PROBLEM TO SOLVE ▸ Output the data below in full, byte for byte. Nothing may differ.
##############################
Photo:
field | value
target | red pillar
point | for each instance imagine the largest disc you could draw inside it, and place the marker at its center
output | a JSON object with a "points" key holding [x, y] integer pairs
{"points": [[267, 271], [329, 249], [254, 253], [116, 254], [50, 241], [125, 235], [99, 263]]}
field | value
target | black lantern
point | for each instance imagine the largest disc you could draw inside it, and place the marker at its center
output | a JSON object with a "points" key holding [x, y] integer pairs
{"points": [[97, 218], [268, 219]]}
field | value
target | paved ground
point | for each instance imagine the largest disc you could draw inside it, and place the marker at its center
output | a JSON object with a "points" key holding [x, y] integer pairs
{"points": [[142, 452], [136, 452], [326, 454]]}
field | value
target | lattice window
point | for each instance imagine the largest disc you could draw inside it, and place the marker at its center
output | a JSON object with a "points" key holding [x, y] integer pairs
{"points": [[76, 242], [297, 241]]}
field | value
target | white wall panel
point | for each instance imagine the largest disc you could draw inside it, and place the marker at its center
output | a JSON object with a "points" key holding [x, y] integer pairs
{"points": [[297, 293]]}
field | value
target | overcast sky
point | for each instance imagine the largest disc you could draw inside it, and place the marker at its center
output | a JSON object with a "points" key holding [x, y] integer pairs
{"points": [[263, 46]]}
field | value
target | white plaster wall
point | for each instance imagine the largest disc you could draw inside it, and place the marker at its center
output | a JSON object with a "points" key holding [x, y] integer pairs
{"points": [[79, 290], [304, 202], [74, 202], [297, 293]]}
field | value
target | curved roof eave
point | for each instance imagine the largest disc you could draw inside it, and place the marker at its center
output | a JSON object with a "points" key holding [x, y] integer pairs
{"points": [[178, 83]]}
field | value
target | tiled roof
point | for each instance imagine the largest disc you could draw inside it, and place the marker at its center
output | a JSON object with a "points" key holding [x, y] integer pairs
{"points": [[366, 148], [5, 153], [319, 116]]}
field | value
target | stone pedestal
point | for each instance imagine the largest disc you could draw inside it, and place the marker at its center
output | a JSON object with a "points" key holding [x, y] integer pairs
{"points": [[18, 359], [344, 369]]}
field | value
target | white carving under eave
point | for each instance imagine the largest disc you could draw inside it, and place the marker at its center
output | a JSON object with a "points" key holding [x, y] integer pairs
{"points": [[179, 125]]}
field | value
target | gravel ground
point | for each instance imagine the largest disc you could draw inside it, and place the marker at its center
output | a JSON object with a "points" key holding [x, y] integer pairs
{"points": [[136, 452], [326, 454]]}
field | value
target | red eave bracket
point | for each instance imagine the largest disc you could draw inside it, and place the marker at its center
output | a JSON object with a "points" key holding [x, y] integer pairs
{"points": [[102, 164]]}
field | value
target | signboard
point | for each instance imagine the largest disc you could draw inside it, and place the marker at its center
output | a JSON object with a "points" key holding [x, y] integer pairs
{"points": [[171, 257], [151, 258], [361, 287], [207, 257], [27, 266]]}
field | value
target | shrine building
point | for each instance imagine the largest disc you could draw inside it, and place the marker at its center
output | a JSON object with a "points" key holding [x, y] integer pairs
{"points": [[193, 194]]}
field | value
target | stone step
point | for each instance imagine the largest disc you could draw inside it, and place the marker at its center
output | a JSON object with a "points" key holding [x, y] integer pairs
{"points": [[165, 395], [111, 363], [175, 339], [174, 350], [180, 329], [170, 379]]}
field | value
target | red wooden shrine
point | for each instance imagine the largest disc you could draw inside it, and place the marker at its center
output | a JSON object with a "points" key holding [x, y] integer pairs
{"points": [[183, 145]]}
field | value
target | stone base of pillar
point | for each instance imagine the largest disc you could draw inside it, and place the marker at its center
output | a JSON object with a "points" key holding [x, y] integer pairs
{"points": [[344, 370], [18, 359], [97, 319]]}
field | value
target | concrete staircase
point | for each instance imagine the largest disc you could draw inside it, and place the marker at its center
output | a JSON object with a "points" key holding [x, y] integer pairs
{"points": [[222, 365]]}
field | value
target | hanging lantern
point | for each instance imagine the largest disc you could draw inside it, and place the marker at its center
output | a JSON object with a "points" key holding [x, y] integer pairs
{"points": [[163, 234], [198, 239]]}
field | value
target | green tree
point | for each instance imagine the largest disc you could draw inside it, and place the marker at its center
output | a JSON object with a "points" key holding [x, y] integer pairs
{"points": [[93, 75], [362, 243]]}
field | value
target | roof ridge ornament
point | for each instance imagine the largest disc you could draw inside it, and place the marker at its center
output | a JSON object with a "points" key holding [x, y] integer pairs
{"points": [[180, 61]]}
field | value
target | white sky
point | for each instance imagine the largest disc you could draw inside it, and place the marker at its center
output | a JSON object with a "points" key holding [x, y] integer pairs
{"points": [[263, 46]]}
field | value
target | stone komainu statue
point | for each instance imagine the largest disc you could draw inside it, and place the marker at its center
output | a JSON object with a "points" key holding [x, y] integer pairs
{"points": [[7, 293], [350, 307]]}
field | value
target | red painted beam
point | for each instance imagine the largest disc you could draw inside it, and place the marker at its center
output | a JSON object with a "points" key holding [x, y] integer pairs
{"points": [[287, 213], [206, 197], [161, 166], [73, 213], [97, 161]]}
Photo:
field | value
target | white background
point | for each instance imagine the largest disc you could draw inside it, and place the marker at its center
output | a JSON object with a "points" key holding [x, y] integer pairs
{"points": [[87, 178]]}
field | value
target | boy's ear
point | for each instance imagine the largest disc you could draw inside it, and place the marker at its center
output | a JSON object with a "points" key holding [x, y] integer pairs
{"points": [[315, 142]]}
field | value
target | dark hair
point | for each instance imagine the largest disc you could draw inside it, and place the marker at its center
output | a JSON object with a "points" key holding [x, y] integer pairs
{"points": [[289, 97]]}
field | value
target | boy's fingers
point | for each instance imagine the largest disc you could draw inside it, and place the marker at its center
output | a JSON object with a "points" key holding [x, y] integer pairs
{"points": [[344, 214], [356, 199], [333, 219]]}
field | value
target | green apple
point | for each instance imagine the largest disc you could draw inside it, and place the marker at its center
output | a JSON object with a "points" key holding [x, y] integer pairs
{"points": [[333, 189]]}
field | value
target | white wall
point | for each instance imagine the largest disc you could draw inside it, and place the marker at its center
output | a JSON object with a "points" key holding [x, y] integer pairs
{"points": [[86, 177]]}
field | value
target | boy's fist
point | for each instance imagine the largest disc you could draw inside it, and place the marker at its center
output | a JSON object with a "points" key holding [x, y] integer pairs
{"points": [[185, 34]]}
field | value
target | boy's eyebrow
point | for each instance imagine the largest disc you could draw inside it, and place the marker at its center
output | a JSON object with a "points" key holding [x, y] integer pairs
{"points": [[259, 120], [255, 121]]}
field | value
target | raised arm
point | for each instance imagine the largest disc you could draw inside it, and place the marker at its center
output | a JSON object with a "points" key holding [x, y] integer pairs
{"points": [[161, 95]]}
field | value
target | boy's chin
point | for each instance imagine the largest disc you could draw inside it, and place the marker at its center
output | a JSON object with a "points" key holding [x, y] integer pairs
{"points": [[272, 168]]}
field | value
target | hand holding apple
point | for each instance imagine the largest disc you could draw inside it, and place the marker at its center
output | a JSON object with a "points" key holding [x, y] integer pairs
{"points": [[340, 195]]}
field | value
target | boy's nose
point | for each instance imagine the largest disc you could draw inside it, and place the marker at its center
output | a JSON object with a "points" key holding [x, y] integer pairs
##############################
ANSWER IN FULL ▸
Photo:
field | value
target | red pillar
point | for each instance imagine the largest disc you could draw inside it, and place the marker at its center
output | a JSON object with a "points" key holding [x, y] integer pairs
{"points": [[267, 271], [329, 249], [254, 253], [116, 254], [50, 241], [125, 235], [99, 263]]}
field | value
target | black lantern
point | for each instance imagine the largest disc you could draw inside it, and place the marker at its center
output | a JSON object with a "points" key holding [x, y] integer pairs
{"points": [[97, 218], [268, 219]]}
field | value
target | paved ground
point | for each instance imagine the largest disc you could draw inside it, and place the marker at its center
output | a JSON object with a "points" key holding [x, y] integer pairs
{"points": [[142, 452], [136, 452], [326, 454]]}
field | value
target | lattice window
point | for each instance imagine the largest disc you could draw inside it, and place the marker at its center
output | a JSON object with a "points" key holding [x, y] integer pairs
{"points": [[76, 242], [297, 241]]}
field | value
target | white wall panel
point | for each instance imagine the largest disc you could draw inside it, and place the marker at its center
output | a JSON object with a "points" key holding [x, y] integer pairs
{"points": [[297, 293]]}
field | value
target | overcast sky
point | for each instance imagine the largest disc you could draw inside it, and place the marker at its center
output | a JSON object with a "points" key holding [x, y] integer pairs
{"points": [[263, 46]]}
field | value
target | white plaster wall
point | for each instance imagine the largest disc you could draw inside it, and place the marker at its center
output | a JSON object with a "points" key holding [x, y] integer pairs
{"points": [[79, 290], [304, 202], [74, 202], [297, 293]]}
field | value
target | curved roof eave
point | for each instance imagine the largest disc you could draw inside it, and place the marker at its center
output | a JSON object with a "points" key holding [x, y] integer pairs
{"points": [[178, 83]]}
field | value
target | tiled roof
point | for each instance imagine the largest disc you could draw inside it, and place the marker at its center
output | a JSON object with a "points" key holding [x, y] integer pairs
{"points": [[366, 148], [5, 153], [319, 116]]}
field | value
target | stone pedestal
point | for each instance imagine the largest disc you could draw inside it, and place the marker at its center
output | a JSON object with a "points" key holding [x, y] integer pairs
{"points": [[18, 359], [344, 369]]}
field | value
target | white carving under eave
point | for each instance imagine the largest disc you could draw inside it, and place the marker at its center
output | a JSON object with a "points" key holding [x, y] integer pairs
{"points": [[179, 125]]}
field | value
target | gravel ground
point | for each instance imagine the largest disc you could draw inside it, and place the marker at its center
output | a JSON object with a "points" key holding [x, y] integer pairs
{"points": [[136, 452], [326, 454]]}
field | value
target | red eave bracket
point | for each instance imagine the largest disc you could draw inside it, and place the marker at its center
output | a JSON object with a "points" key holding [x, y] integer pairs
{"points": [[102, 164]]}
field | value
target | signboard
point | for each instance imagine the largest disc you could draw inside it, and place the marker at its center
output | a JSON object with a "points" key holding [x, y] integer pairs
{"points": [[171, 257], [151, 258], [361, 287], [207, 257], [27, 266]]}
field | value
target | shrine building
point | for each instance imagine the largest disc you could draw inside it, and place the marker at its center
output | a JSON object with a "points" key holding [x, y] integer pairs
{"points": [[193, 194]]}
field | value
target | stone step
point | for each instance imagine the largest disc you could draw inside it, and place the marker at its center
output | a JSON object with a "points" key holding [x, y] integer pairs
{"points": [[165, 395], [111, 363], [175, 339], [174, 350], [180, 329], [170, 379]]}
field | value
target | red wooden shrine
point | for each instance imagine the largest disc you could draw inside it, and place the marker at its center
output | a JSON object with a "points" key holding [x, y] integer pairs
{"points": [[183, 145]]}
field | value
target | stone base of pillar
point | for each instance imagine the largest disc you could draw inside it, and place the marker at its center
output | a JSON object with a "points" key holding [x, y] integer pairs
{"points": [[344, 370], [18, 359], [97, 319]]}
field | value
target | concrete staircase
point | for each instance imagine the largest disc you could draw inside it, and place the marker at its center
output | a JSON object with a "points" key holding [x, y] integer pairs
{"points": [[222, 365]]}
field | value
target | hanging lantern
point | for each instance imagine the largest disc you could draw inside it, and place the marker at its center
output | a JSON object with a "points" key holding [x, y] integer pairs
{"points": [[163, 234], [198, 239]]}
field | value
target | green tree
point | for each instance imagine the largest disc you could draw inside it, and place the marker at its center
output | a JSON object with a "points" key holding [x, y] integer pairs
{"points": [[93, 75], [362, 243]]}
field | value
target | roof ridge ornament
point | for each instance imagine the largest disc you could draw inside it, and place the marker at its center
output | a JSON object with a "points" key holding [x, y] integer pairs
{"points": [[180, 61]]}
field | value
target | white sky
point | for each instance imagine the largest disc you could draw inside it, and place the marker at its center
output | a JSON object with a "points" key holding [x, y] integer pairs
{"points": [[263, 46]]}
field | value
target | stone komainu statue
point | for each instance imagine the largest disc you could draw inside it, and place the marker at its center
output | a JSON object with a "points" key holding [x, y] integer pairs
{"points": [[7, 293], [350, 307]]}
field | value
target | red painted beam
point | for each instance imagine the largest disc you could draw inside it, and place the marker at its center
output | a JSON object with a "points" key holding [x, y] integer pairs
{"points": [[287, 213], [206, 197], [161, 166], [73, 213], [97, 161]]}
Photo:
field | value
target | white background
point | for each instance imagine the largest disc you could draw inside it, and place the marker at its center
output | a JSON object with a "points" key holding [x, y] integer pairs
{"points": [[87, 178]]}
field | value
target | boy's ear
point | for each instance imagine the largest disc you could draw inside it, and place the marker at its center
output | a JSON object with a "points" key holding [x, y] integer pairs
{"points": [[315, 142]]}
field | value
target | dark hair
point | for each instance imagine the largest disc you could draw inside it, and place the marker at its center
output | a JSON object with a "points" key holding [x, y] integer pairs
{"points": [[289, 97]]}
field | value
target | boy's fingers
point | for each instance imagine the largest disc you could draw inside it, and place the marker at its center
output | a JSON object with a "points" key holding [x, y] integer pairs
{"points": [[344, 214], [356, 199], [333, 219]]}
field | value
target | green apple
point | for each instance imagine the largest disc you could draw inside it, and place the marker at its center
output | a JSON object with a "points" key holding [x, y] integer pairs
{"points": [[333, 189]]}
field | value
target | white wall
point | for each instance imagine the largest disc you could draw inside it, and place the marker at its center
output | a JSON object with a "points" key holding [x, y] integer pairs
{"points": [[86, 177]]}
field | value
target | boy's fist
point | for each instance imagine the largest disc you could draw inside it, and place the marker at its center
output | a JSON object with a "points" key holding [x, y] integer pairs
{"points": [[185, 34]]}
field | value
target | boy's eyebrow
point | for each instance imagine the largest disc you could draw inside it, and place the marker at its center
output | a JSON object with a "points" key holding [x, y] integer pairs
{"points": [[259, 120], [255, 121]]}
field | value
target | raised arm
point | for each instance imagine the largest disc you could draw inside it, and place the marker at its center
output | a JSON object with a "points" key holding [x, y] integer pairs
{"points": [[161, 95]]}
field | value
target | boy's chin
point | for each instance imagine the largest disc you could draw inside it, and place the marker at its center
output | a JSON object with a "points" key holding [x, y] integer pairs
{"points": [[272, 168]]}
field | value
target | hand holding apple
point | for each instance imagine the largest disc you could draw inside it, and place the marker at its center
output | a JSON object with a "points" key holding [x, y] integer pairs
{"points": [[340, 195]]}
field | value
target | boy's nose
point | for each instance imagine the largest disc you could draw inside it, and place the marker at its center
output | a JSON object with a "points" key holding [x, y] integer pairs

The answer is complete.